Listed records section start

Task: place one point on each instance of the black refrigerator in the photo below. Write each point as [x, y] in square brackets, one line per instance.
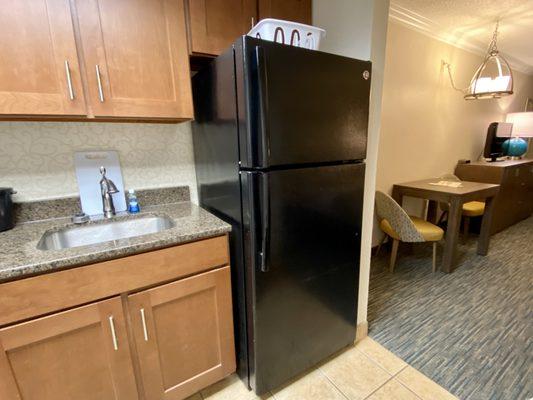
[280, 140]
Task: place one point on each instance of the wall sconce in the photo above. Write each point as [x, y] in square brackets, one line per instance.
[492, 80]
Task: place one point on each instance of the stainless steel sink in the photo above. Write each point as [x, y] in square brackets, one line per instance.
[101, 232]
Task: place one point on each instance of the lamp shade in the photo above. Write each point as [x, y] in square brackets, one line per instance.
[493, 79]
[522, 123]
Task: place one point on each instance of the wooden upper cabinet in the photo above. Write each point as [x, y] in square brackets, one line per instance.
[184, 335]
[39, 59]
[136, 58]
[215, 24]
[289, 10]
[80, 354]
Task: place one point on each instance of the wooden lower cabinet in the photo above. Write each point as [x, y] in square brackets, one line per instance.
[184, 334]
[166, 342]
[81, 354]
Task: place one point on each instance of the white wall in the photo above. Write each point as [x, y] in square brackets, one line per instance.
[37, 158]
[358, 29]
[426, 125]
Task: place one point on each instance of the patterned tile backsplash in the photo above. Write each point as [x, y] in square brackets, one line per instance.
[37, 158]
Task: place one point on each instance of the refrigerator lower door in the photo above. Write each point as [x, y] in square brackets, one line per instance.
[302, 256]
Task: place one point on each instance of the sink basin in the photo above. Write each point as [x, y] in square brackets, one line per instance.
[108, 231]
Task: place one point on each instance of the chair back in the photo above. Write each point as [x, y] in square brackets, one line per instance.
[387, 208]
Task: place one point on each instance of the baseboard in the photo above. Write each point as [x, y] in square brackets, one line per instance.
[361, 331]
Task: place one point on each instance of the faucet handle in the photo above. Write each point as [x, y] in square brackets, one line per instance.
[112, 188]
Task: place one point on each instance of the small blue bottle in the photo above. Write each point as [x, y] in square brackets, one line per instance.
[133, 204]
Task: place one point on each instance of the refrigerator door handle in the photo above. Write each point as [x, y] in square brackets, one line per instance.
[262, 87]
[265, 222]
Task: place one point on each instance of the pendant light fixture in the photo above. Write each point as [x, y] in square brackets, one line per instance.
[493, 78]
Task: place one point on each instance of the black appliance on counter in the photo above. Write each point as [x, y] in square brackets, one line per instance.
[7, 217]
[280, 141]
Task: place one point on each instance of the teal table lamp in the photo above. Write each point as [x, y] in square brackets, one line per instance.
[522, 128]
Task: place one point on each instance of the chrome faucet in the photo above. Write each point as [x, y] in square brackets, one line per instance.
[108, 188]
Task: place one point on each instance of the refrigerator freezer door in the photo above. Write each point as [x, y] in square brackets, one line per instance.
[303, 288]
[302, 106]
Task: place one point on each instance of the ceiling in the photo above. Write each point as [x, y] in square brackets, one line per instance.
[469, 24]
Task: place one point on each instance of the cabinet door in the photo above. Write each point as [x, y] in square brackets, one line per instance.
[215, 24]
[184, 334]
[289, 10]
[80, 354]
[39, 72]
[136, 58]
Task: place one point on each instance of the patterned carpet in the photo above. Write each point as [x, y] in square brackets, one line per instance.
[471, 330]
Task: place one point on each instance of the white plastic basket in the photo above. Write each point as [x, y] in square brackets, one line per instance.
[286, 32]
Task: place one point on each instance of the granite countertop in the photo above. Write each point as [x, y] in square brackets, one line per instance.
[19, 256]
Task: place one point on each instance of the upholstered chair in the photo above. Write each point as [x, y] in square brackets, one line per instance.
[401, 227]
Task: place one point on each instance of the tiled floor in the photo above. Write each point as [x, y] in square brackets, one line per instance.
[366, 371]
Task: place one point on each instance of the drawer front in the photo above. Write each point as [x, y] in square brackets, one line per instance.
[31, 297]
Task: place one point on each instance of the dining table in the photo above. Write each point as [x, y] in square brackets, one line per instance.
[455, 195]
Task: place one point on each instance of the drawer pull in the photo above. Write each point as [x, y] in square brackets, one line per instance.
[99, 82]
[145, 330]
[113, 333]
[69, 81]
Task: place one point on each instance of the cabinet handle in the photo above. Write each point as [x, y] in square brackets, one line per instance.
[69, 81]
[99, 81]
[113, 333]
[143, 320]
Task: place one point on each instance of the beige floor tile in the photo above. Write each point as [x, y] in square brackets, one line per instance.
[313, 386]
[381, 355]
[355, 374]
[393, 390]
[231, 388]
[424, 387]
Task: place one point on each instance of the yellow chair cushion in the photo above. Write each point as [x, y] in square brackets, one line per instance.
[473, 208]
[429, 231]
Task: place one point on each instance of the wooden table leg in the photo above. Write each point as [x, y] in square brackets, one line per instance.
[432, 211]
[484, 234]
[397, 195]
[452, 234]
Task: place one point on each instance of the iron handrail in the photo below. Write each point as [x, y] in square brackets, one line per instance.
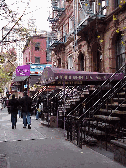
[97, 91]
[104, 100]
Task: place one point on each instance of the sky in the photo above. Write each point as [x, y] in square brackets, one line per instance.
[37, 10]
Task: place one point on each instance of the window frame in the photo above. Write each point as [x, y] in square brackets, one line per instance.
[36, 61]
[37, 46]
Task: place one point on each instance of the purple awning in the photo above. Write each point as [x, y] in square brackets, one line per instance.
[56, 76]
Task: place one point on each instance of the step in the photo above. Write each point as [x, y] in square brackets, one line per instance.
[95, 131]
[116, 104]
[109, 118]
[122, 93]
[113, 111]
[120, 99]
[90, 139]
[105, 110]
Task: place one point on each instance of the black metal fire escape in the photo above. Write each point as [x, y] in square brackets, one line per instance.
[57, 12]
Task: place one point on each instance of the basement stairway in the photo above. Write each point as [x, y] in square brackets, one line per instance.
[104, 117]
[73, 96]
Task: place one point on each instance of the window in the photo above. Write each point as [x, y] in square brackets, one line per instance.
[70, 62]
[120, 52]
[71, 25]
[37, 46]
[37, 60]
[117, 2]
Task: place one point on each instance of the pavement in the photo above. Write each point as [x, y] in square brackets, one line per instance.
[43, 147]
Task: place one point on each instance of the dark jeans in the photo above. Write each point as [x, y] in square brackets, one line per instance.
[13, 119]
[26, 115]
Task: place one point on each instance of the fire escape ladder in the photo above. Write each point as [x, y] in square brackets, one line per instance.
[92, 104]
[57, 12]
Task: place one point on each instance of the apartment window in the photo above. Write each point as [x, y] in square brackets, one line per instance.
[37, 60]
[37, 46]
[120, 52]
[117, 2]
[70, 62]
[70, 25]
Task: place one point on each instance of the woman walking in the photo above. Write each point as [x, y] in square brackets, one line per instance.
[13, 103]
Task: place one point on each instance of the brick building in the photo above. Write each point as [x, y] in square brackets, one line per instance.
[35, 50]
[88, 35]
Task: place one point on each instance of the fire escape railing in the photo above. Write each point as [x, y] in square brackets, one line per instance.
[98, 91]
[75, 123]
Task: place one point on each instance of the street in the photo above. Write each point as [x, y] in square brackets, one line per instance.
[43, 147]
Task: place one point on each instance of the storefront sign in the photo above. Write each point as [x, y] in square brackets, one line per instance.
[37, 69]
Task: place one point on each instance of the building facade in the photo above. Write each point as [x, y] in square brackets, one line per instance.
[88, 35]
[13, 40]
[35, 50]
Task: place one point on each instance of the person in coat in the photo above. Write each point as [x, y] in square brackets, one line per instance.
[13, 103]
[26, 103]
[38, 109]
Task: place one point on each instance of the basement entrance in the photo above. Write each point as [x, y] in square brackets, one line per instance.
[96, 57]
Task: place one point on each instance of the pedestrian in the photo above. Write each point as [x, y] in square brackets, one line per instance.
[39, 108]
[1, 103]
[26, 103]
[19, 108]
[13, 103]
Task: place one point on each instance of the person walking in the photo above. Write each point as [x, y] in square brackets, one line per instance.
[26, 103]
[1, 103]
[38, 108]
[13, 103]
[19, 109]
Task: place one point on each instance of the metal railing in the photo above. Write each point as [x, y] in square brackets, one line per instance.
[100, 101]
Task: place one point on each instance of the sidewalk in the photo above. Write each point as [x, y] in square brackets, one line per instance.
[45, 147]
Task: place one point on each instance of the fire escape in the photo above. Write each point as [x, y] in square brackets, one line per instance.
[91, 13]
[57, 12]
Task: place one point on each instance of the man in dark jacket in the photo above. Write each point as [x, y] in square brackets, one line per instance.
[26, 103]
[13, 103]
[38, 108]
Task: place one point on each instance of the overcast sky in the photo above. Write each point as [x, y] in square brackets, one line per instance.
[38, 10]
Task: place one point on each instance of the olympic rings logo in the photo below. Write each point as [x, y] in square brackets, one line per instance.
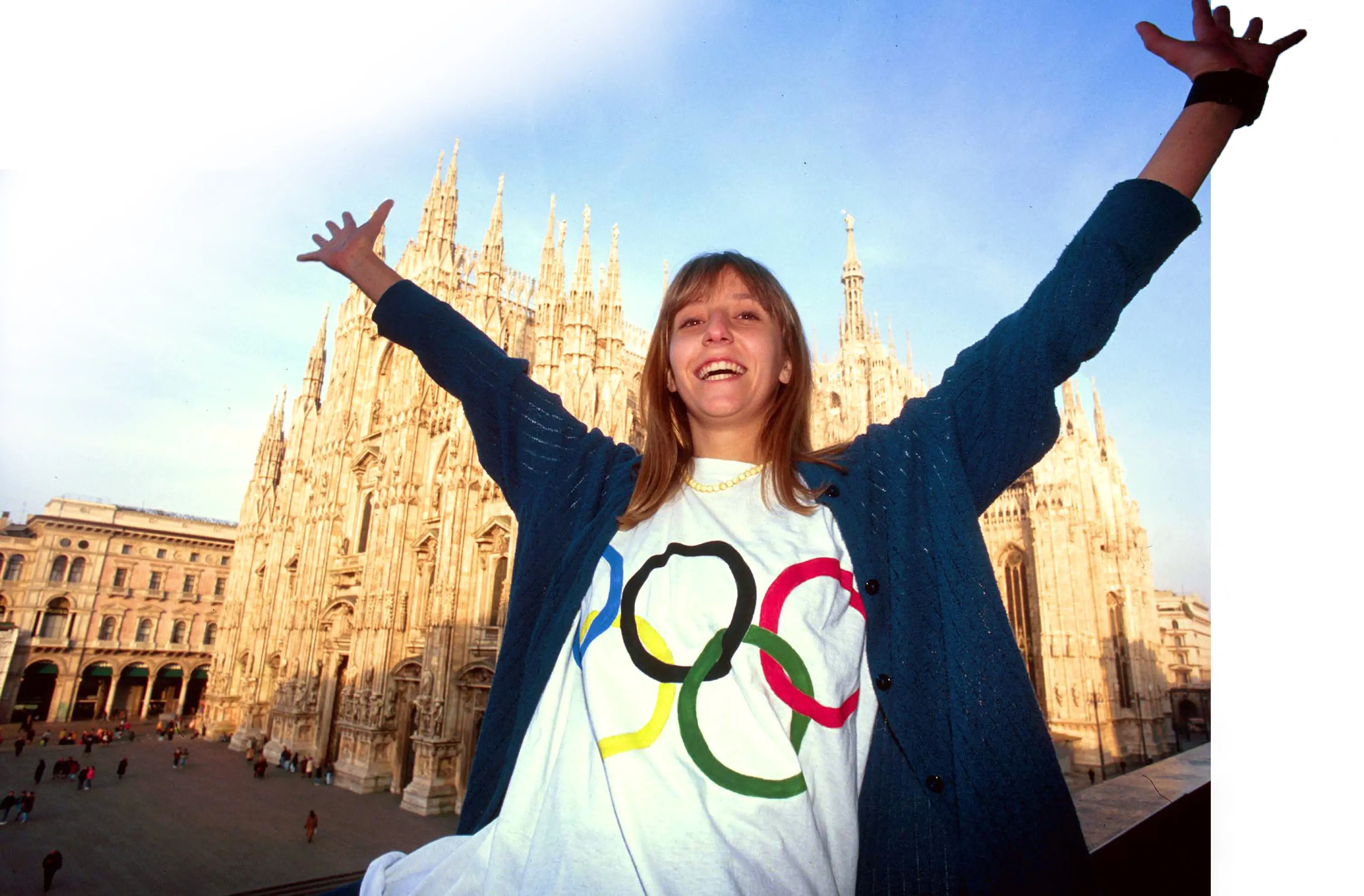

Listed records section end

**Your goal**: Leave the pictures out, and retype exactly the lines from the one containing "Task: place one point on each instance of the sidewalk" through the last line of the entries above, both included.

**Problem solution**:
Task: place one point on each instance of the sidewalk in the photo above. Write each point as [x, y] in square brackets, one line per instance.
[45, 147]
Task: place one point on each instance of the fire escape in the photo above. Write each point as [x, y] in square brackets, one line per instance.
[91, 13]
[57, 12]
Task: place one point on each instance of the man in dark jacket in the photo above. Write each point as [x, y] in square brackets, one line per instance.
[26, 103]
[13, 103]
[38, 108]
Task: place one point on each instance of the overcast sky in the photo above. Write each point as [x, y] in square brackets, one line per instance.
[38, 10]
Task: place one point on each instance of the olympic rings logo in the photo below. Write each point as [x, y] in square brackets, one line per instance.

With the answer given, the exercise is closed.